> _Page text_:
◇ ◇ ◇
A 2nd District Court judge Tuesday agreed to the hiring of a private investigator to screen witnesses being called by a California man charged with breaking into his ex-wife's home last year and trying to kill her.

Terry M. Dexter, 43, Apple Valley, Calif., is scheduled to go to trial Wednesday on charges of aggravated burglary and aggravated assault in the Oct. 9 incident in Layton.Public defender Steve Vanderlinden told Judge Rodney S. Page that Dexter had just submitted a list of seven witnesses, some out of the area, that he may call at the trial.

Vanderlinden asked the court to authorize the hiring of an investigator to interview the witnesses. Page agreed, allowing a $500 budget for the investigator.

Vanderlinden also asked the judge for a formal ruling on Dexter's mental capacity. He has undergone two mental examinations, one through Davis County Mental Health and one at the state hospital in Provo.

Page ruled that Dexter is capable of assisting in his defense and cannot plead not guilty by reason of insanity. The judge said he also is prepared to hear arguments and rule on a motion whether Dexter can be charged with aggravated burglary.

Dexter was separated from his wife but not divorced when the incident occurred. The two have since divorced. Vanderlinden said he will raise the issue of whether Dexter legally had access to the home and the aggravated burglary charge should be dropped.
◇ ◇ ◇
> _Provided data_:

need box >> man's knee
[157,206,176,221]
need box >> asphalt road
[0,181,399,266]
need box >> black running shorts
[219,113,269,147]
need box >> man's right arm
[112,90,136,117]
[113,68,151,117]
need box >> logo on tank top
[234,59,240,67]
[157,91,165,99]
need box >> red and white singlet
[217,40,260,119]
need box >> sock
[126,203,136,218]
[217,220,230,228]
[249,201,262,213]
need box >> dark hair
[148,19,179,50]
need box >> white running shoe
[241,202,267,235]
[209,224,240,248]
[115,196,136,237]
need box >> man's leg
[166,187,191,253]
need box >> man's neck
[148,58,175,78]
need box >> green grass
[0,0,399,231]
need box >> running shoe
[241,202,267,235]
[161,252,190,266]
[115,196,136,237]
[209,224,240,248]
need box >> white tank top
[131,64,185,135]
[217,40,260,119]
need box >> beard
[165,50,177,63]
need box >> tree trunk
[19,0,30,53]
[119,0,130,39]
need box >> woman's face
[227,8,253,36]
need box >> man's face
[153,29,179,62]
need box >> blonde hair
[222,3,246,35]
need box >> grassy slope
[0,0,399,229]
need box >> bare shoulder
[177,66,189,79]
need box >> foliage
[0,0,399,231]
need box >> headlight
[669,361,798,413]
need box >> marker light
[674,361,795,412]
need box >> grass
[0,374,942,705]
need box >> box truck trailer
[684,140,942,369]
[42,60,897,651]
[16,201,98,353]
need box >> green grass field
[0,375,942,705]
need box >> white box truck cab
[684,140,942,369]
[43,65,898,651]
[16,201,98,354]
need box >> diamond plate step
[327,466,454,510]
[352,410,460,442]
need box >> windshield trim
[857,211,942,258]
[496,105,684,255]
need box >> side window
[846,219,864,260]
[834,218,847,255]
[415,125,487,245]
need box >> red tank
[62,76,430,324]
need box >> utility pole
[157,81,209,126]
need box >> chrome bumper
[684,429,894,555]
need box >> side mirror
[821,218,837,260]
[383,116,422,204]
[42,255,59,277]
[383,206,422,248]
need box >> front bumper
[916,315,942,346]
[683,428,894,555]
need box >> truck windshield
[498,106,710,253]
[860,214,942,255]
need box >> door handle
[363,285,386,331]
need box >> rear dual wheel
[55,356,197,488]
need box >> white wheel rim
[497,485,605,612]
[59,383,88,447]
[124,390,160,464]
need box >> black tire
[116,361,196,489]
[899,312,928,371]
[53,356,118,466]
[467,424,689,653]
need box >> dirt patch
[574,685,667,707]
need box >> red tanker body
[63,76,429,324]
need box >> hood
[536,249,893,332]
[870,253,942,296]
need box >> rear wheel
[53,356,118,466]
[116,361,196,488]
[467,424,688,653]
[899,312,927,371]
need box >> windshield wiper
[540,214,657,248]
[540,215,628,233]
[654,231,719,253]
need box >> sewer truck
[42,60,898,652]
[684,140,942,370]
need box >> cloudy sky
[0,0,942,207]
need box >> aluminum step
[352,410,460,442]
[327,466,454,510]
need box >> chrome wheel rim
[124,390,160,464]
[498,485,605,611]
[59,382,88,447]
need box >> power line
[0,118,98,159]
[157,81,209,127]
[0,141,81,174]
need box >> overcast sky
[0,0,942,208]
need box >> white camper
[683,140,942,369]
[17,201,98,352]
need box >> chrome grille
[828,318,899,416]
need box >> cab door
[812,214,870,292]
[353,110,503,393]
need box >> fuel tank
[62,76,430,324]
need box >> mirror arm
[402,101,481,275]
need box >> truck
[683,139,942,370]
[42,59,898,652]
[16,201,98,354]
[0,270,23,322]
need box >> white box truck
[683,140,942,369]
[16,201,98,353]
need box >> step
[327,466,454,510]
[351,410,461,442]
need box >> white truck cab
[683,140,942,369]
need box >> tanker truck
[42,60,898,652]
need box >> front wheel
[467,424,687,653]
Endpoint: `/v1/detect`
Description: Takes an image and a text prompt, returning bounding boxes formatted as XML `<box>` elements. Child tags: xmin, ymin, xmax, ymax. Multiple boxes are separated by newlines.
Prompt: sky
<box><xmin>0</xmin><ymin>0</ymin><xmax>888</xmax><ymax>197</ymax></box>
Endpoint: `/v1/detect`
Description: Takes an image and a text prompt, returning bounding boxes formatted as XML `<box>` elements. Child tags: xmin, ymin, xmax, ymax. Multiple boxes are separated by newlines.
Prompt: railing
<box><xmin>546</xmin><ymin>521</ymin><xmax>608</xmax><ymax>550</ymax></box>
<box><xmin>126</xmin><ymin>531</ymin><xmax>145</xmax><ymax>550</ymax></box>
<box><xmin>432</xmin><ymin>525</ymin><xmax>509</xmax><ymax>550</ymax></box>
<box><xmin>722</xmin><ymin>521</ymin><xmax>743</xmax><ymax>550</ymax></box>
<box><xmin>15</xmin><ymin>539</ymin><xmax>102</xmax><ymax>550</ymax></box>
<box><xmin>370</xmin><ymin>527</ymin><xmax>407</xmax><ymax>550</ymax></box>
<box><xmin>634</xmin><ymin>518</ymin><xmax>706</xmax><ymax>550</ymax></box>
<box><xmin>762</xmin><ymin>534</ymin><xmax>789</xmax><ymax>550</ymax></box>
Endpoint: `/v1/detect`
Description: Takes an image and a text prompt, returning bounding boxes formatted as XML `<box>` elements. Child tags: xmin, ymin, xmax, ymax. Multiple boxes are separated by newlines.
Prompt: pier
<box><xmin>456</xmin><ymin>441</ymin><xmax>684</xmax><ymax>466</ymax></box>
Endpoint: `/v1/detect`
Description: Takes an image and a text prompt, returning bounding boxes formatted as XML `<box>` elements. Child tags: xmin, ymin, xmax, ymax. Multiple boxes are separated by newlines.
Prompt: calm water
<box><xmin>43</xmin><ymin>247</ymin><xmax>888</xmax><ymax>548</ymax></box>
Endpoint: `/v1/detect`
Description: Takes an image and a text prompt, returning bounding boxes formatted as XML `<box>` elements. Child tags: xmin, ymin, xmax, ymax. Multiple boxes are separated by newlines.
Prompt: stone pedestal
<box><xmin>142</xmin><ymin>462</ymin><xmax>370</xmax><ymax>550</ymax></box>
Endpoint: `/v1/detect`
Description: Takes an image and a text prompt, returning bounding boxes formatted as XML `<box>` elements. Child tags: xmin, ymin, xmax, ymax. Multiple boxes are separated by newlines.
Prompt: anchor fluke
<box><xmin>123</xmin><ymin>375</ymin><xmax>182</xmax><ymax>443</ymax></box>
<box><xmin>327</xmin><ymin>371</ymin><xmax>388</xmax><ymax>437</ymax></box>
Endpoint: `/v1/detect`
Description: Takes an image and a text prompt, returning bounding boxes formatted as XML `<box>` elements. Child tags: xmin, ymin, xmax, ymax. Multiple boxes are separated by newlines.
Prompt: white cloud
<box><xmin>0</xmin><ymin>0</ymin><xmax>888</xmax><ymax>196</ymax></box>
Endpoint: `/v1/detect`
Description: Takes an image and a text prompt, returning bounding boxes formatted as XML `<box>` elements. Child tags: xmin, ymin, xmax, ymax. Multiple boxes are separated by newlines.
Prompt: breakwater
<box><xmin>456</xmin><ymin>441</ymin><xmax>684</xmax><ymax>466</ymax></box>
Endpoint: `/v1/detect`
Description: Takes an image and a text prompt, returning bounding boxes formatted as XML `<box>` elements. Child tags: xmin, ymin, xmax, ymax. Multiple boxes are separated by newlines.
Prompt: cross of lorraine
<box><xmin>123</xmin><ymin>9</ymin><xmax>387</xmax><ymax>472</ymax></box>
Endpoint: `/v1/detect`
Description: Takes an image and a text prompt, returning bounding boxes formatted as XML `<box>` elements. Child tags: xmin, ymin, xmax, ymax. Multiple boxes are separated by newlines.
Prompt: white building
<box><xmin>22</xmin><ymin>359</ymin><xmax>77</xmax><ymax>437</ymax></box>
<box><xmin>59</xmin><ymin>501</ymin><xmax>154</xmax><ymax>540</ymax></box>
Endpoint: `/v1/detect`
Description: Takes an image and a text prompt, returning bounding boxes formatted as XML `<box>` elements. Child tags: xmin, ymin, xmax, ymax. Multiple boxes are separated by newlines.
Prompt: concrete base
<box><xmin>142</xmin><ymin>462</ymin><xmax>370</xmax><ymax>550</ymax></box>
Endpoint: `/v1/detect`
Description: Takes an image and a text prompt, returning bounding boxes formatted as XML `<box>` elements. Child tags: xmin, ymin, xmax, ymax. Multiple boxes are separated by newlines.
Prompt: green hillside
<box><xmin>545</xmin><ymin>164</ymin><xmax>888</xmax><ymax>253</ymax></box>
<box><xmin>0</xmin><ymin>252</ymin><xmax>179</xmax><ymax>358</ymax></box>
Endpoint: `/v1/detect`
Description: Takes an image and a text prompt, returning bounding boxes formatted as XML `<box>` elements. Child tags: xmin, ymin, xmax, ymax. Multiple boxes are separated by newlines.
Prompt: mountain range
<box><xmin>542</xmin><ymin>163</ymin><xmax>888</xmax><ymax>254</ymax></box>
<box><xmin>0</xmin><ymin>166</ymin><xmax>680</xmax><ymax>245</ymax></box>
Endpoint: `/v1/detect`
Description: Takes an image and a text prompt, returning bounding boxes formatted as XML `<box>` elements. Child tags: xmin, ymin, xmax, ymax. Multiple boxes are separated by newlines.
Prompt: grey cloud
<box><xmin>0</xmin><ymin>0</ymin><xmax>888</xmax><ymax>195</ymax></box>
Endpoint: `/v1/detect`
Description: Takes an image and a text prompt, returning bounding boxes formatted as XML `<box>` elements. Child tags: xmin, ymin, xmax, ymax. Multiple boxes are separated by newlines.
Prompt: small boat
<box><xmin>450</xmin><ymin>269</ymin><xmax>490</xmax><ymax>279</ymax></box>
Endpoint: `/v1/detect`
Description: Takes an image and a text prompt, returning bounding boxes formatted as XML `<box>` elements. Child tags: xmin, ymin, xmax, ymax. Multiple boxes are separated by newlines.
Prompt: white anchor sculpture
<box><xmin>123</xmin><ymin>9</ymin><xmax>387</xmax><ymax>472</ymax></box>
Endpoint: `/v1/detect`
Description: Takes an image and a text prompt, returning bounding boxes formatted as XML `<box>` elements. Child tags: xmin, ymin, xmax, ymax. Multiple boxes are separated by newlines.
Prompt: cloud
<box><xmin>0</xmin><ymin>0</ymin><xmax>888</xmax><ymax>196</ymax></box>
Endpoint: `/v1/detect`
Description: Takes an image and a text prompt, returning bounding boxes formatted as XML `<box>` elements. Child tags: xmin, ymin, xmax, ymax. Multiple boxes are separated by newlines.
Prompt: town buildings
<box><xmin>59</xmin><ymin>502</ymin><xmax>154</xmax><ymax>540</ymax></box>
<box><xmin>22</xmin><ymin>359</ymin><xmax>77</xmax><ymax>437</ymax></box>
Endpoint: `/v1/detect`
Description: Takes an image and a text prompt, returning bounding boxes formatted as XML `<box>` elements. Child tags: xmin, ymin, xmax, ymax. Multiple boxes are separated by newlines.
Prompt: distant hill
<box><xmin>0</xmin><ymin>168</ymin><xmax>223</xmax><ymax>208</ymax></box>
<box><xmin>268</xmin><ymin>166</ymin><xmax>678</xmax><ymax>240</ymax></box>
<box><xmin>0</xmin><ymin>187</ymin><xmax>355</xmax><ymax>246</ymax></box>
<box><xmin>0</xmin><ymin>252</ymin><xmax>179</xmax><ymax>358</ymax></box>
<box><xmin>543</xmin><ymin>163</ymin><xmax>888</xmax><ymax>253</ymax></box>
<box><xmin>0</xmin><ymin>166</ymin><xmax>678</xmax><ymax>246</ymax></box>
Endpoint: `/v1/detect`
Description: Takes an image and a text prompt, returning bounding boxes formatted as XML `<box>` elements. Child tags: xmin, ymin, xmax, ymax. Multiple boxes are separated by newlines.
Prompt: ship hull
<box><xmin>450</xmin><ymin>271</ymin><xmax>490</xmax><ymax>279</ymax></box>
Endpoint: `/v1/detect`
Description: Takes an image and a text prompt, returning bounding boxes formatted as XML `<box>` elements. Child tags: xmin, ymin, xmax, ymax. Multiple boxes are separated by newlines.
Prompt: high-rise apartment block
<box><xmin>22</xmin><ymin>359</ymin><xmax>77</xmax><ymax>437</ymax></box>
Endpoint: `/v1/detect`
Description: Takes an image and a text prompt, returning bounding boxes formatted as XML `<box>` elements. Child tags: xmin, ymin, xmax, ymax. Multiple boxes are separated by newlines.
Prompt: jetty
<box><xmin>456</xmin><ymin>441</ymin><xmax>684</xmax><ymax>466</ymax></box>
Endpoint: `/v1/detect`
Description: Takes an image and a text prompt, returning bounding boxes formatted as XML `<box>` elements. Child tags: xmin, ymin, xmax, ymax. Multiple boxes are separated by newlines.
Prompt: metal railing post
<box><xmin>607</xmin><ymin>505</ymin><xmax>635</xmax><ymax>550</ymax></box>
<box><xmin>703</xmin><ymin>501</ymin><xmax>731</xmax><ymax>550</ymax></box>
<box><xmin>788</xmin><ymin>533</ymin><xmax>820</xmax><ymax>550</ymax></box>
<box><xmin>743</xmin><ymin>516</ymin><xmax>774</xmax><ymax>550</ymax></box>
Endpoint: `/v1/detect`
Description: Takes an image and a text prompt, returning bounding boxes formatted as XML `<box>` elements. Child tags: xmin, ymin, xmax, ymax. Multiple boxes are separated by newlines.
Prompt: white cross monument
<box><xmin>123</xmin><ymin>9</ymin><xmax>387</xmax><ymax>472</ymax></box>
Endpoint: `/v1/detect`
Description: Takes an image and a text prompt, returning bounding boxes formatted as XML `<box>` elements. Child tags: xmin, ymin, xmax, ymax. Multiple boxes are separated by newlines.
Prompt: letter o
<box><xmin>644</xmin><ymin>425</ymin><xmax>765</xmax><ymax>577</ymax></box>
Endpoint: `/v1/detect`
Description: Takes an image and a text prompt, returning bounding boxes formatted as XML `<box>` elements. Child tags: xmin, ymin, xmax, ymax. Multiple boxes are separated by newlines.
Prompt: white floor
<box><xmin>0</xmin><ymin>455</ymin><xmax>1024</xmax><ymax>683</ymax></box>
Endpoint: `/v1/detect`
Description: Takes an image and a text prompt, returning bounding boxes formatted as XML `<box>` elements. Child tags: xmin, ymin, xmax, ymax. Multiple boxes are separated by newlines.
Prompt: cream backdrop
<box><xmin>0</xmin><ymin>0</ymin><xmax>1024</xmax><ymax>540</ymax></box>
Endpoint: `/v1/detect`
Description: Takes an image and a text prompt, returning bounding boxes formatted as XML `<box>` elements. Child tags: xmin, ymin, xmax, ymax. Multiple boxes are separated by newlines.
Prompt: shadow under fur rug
◇ ◇ ◇
> _Tasks for this exercise_:
#1 In the article about Terry Dexter's case, rewrite the paragraph beginning "Vanderlinden also asked the judge" as a short bulleted list that keeps its main facts.
#2 Answer these questions from the article about Terry Dexter's case:
(a) What two charges does Dexter face?
(b) How much did Judge Page allow for the investigator?
(c) What is Dexter's marital status now?
#3 Pick up the article about Terry Dexter's case after its final sentence and write the next part.

> _Per-task answers_:
#1
- Vanderlinden asked the judge for a formal ruling on Dexter's mental capacity.
- Dexter has had two mental examinations.
- One was done through Davis County Mental Health.
- The other was done at the state hospital in Provo.

#2
(a) Aggravated burglary and aggravated assault.
(b) $500.
(c) He and his wife have since divorced.

#3
Dexter is charged with breaking into the home the night of Oct. 9, armed with a pistol, and telling his wife he intended to kill her. Two shots were fired, according to police, before the gun jammed.

The woman's son from a previous marriage, armed with a kitchen knife, jumped Dexter and wounded him. Dexter fled and was found a short time later by Layton police.

He was charged with aggravated burglary, a first-degree felony that carries a prison term of five years to life, and aggravated assault, a third-degree felony with a zero-to-five-year prison term. The charge carries a five-year firearm enhancement.

While awaiting trial in the Davis County Jail in December, Dexter was charged with conspiracy to commit murder, also a first-degree felony. Sheriff's detectives said Dexter tried to arrange to have his former wife killed, negotiating a contract with an undercover agent planted in the jail.

Trial on that charge is set for May 1.